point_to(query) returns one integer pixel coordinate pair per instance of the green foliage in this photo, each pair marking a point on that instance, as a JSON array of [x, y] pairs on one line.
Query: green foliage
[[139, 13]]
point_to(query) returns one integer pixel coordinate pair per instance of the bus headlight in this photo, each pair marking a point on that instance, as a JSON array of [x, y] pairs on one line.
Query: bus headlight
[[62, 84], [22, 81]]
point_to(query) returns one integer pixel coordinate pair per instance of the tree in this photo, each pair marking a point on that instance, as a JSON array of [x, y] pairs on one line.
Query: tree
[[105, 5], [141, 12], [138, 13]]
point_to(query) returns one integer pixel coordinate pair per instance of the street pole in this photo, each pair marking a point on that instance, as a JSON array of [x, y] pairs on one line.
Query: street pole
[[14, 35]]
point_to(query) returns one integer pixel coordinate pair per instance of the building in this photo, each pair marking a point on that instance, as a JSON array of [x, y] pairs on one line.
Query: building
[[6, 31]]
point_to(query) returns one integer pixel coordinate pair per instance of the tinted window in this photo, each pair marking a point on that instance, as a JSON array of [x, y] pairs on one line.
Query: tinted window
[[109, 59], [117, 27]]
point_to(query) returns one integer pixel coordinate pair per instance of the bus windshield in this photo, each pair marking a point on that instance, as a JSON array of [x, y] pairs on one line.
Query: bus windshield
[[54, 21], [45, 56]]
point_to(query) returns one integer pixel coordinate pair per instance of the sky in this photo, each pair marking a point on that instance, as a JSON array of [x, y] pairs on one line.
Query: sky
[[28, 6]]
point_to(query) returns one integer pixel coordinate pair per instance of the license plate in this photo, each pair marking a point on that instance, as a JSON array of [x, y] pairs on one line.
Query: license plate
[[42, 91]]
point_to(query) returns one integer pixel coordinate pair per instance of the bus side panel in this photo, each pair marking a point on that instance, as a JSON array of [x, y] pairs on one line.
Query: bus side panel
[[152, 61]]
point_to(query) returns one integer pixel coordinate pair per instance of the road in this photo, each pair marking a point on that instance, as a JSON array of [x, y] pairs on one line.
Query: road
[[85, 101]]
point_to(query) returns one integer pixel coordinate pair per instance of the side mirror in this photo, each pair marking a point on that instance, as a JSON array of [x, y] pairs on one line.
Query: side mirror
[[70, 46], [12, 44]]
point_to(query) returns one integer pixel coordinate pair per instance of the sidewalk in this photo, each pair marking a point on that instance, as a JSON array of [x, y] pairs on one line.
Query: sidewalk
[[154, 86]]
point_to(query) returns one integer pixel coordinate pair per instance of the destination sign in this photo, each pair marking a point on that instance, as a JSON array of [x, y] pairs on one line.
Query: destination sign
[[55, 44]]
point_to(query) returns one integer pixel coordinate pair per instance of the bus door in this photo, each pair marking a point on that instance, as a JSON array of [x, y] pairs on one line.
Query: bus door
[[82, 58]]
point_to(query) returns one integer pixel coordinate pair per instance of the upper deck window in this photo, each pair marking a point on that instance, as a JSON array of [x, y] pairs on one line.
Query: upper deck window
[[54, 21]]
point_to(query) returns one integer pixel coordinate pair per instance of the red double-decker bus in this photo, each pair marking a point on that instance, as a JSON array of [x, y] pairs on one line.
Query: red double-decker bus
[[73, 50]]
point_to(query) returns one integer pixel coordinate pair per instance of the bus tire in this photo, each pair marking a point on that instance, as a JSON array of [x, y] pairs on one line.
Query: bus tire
----
Task description – Copy the lines from the one containing "the bus tire" through the end of the material, inclusive, renaming "bus tire" to "bus wheel" and leaving everything else unchanged.

Solution to the problem –
point_to(query) returns one integer pixel coordinate pair per instance of the bus wheel in this photo, each pair marking a point on that instance, as a JSON array of [x, y] pairs on one line.
Query: bus wheel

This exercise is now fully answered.